[Stored entries]

######

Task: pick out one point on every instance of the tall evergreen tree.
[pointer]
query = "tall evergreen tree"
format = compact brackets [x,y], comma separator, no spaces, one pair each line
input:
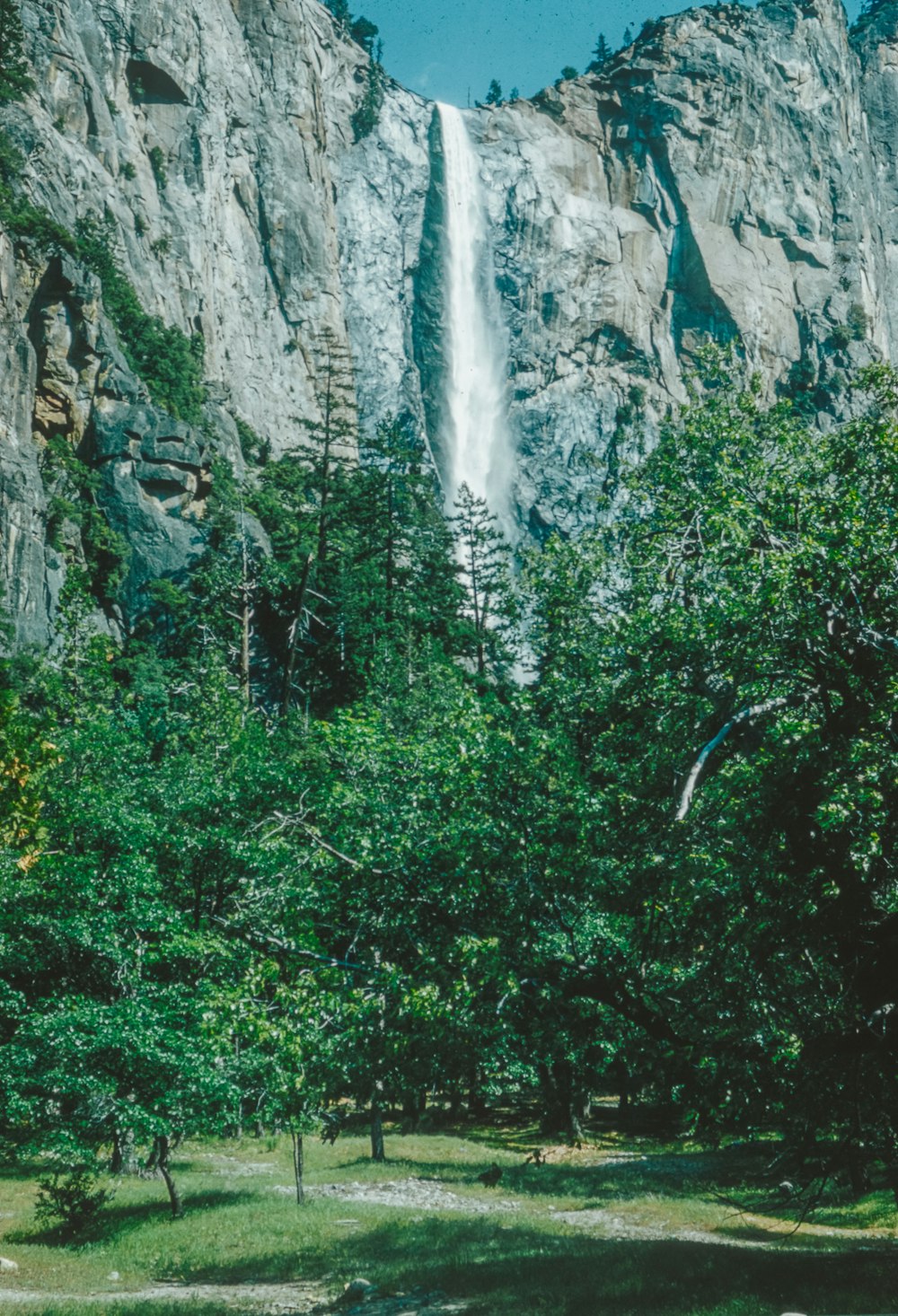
[14,78]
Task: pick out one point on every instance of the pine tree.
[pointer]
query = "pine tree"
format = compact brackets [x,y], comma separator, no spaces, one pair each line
[14,79]
[485,558]
[601,56]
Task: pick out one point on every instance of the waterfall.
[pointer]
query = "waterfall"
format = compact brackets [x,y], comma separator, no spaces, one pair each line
[476,440]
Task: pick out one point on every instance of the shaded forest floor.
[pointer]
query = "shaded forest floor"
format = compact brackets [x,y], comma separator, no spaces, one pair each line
[623,1225]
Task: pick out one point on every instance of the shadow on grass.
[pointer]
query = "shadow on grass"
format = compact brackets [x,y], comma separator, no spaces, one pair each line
[672,1175]
[120,1219]
[123,1307]
[510,1268]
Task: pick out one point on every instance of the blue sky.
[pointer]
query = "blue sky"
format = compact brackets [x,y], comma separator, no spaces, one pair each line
[443,50]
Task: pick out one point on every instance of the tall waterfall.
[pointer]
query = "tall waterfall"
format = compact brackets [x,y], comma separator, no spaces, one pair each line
[476,438]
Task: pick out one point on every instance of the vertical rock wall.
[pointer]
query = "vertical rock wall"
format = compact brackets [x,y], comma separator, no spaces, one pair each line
[732,174]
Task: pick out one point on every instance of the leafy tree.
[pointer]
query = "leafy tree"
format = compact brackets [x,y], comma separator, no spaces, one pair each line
[725,669]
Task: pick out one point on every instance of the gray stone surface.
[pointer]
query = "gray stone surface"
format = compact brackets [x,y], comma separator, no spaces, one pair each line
[732,174]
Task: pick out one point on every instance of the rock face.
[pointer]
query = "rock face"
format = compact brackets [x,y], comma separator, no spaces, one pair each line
[732,174]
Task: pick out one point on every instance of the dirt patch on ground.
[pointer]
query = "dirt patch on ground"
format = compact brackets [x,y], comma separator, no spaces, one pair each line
[295,1298]
[290,1299]
[409,1194]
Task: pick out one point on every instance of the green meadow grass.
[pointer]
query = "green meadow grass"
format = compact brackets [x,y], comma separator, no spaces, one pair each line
[237,1229]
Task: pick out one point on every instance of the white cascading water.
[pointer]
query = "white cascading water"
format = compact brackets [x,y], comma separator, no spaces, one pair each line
[476,438]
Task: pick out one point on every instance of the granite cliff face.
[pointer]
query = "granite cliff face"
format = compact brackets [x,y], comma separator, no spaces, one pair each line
[734,172]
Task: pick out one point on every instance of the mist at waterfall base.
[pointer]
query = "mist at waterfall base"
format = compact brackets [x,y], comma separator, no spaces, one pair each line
[451,53]
[474,434]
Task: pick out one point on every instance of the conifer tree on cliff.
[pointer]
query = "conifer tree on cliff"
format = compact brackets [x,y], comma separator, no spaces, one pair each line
[14,79]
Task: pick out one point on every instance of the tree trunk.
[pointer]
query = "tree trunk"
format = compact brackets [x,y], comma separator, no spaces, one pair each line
[161,1151]
[564,1101]
[124,1153]
[293,650]
[298,1165]
[377,1133]
[412,1109]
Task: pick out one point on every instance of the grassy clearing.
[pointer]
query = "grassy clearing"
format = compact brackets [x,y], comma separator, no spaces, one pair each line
[240,1229]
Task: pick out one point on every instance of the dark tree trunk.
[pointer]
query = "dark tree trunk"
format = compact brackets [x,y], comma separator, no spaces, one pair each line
[377,1133]
[163,1149]
[124,1153]
[476,1104]
[565,1104]
[298,1165]
[412,1109]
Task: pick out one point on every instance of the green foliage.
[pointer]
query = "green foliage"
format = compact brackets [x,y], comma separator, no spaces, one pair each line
[601,56]
[364,33]
[366,113]
[14,76]
[254,449]
[158,164]
[340,9]
[73,488]
[858,322]
[169,362]
[841,338]
[71,1199]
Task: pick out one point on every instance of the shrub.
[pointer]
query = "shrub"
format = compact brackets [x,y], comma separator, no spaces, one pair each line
[369,110]
[858,321]
[158,166]
[166,359]
[71,1199]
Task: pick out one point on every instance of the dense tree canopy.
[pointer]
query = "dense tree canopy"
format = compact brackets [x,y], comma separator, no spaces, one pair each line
[308,835]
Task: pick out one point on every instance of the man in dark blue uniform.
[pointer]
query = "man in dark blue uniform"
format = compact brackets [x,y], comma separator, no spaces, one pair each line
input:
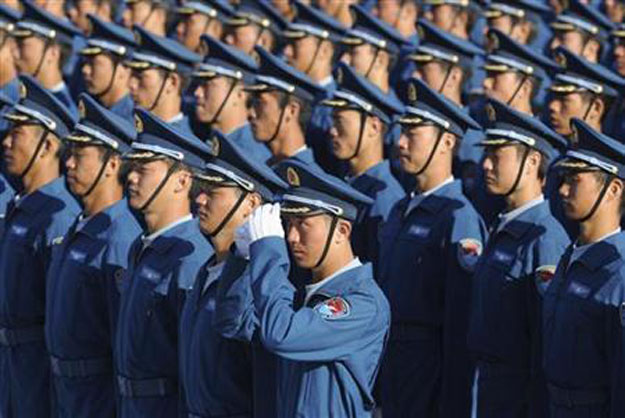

######

- **Exercise goal**
Write out all of the records again, substituting "mark" for every occurrence of "pick out" and leaving everything else unchanged. Leave the pictures out of your answer.

- **The output**
Task: mark one point on every instance of the tall evergreen tree.
[pointer]
query = "tall evergreen tree"
format = compact brackets [x,y], comma separator, no spaces, one pair each line
input:
[14,78]
Task: mark one point on every instance of the pine tree.
[pointer]
query = "pine tree"
format = compact brackets [x,y], comma separator, no spaces, one pair each line
[14,79]
[485,558]
[601,56]
Task: mark one point on every instance of the waterfall.
[pointer]
query = "waterfall"
format = compact brackets [x,y], comma separator, no spaces, one pair each line
[476,440]
Task: mark one point on every instance of the shaded forest floor.
[pointer]
query = "shaded forest floor"
format = compact brackets [x,y], comma separator, no spaces, one pair each line
[623,1225]
Task: mark one point on every instance of the shadow on grass.
[pointer]
query = "shadow on grass"
format = compact brackets [x,y], comma separator, no spaces, one pair each line
[672,1175]
[120,1219]
[123,1307]
[510,1268]
Task: mark one point on every instance of the blue sky.
[pointer]
query = "blue sky"
format = compact brackets [x,y], comma separator, no spaces, one pair each line
[443,50]
Task: mark one point on every instance of the tall waterfall.
[pointer]
query = "tall waterfall"
format = compact brackets [x,y], comma separator, no spaces, one pair each line
[476,438]
Task: mark one point on every instance of the vertical rock wall.
[pointer]
query = "vertical rock wall"
format = compact brackets [x,y], comma separator, no spaces, one pair each line
[732,174]
Task: mark one point on every instance of the leafy tree.
[pointer]
query = "leafy tree"
format = compact brackets [x,y], comma separator, no spaces, one pair each line
[725,669]
Task: mark one point on every instance of the gray stone surface.
[pointer]
query = "gray stone surface"
format = compact brackets [x,y], comma separator, no spaces, one pair each line
[732,174]
Task: mark one point on every instance of the rock face.
[pointer]
query = "rock face"
format = compact brackets [x,y], comma separator, no spaces, one pair each line
[732,174]
Task: mark one point on every instance of the dirt patch on ground.
[pointer]
query = "dirt patch on ground"
format = compact brackets [x,y], comma separator, no spaces, one pair each line
[295,1298]
[290,1299]
[409,1194]
Task: mark one point on every instance of the green meadow grass.
[pointer]
query = "green meadow grass"
format = compact brackets [x,y], comma separator, no spaces, one pair each line
[237,1229]
Task: mark one point on every instance of the white cascading water.
[pointer]
query = "white cascading water"
format = compact brackets [x,y], comma separator, no spaces, one pair each line
[476,438]
Task: mark one point on every instance of the granite cliff face.
[pointer]
query = "granite cliff face"
format = compact brackets [x,y], comma separator, no spaces, one pair each line
[734,172]
Task: mark one point on every instance of the mist at waterfall base.
[pointer]
query = "mist at waterfall base"
format = compact brackets [x,y], comma separator, no spaces, one pair each line
[451,53]
[474,434]
Task: mark one point on every instance of the conifer tree on cliff.
[pointer]
query = "conifer tree on cliff"
format = compact brackets [x,y], comma separator, no spaces, one pair each line
[14,79]
Task: mark one point on every instance of the tree trunk.
[pointer]
query = "tree trunk"
format = compact brackets [x,y], comma separator, no spaces, one pair each line
[161,1151]
[564,1101]
[124,1153]
[293,650]
[298,1165]
[377,1133]
[412,1109]
Task: mark one point on every instance of the grassy clearing.
[pointer]
query = "grassy clearing"
format = compact brackets [x,y], comma separator, no spaces, one pair each line
[240,1229]
Task: mark one point on every instance of the dark tree trunk.
[pointer]
query = "dark tree trunk"
format = compact brackets [x,y], comma separator, no spaces, one pair each line
[377,1133]
[163,1149]
[124,1153]
[476,1104]
[565,1104]
[298,1165]
[412,1109]
Task: mark one point on every instance of the green foliage.
[pointer]
query = "green foliage"
format = compact brackets [x,y], comma separator, no spaces, one pair each line
[601,56]
[364,33]
[366,113]
[14,76]
[254,449]
[158,164]
[340,9]
[73,488]
[858,322]
[169,362]
[841,338]
[71,1199]
Task: mark one point on every instance of the shrub.
[pointer]
query = "shrub"
format = compact brackets [x,y], comma separator, no spaces, one pair each line
[369,110]
[858,321]
[158,166]
[166,359]
[71,1199]
Task: mark one point on every instance of the dense tree canopy.
[pointer]
query = "dense tree canopy"
format = compact brackets [x,y], comma separator, no spaces, one pair each line
[308,835]
Task: mark one point on every instance of the man in dark blue uniform.
[pointer]
query = "man in dark blue uniform"
format = compact brackets [x,y], comma separator, no spaces, one pair each line
input:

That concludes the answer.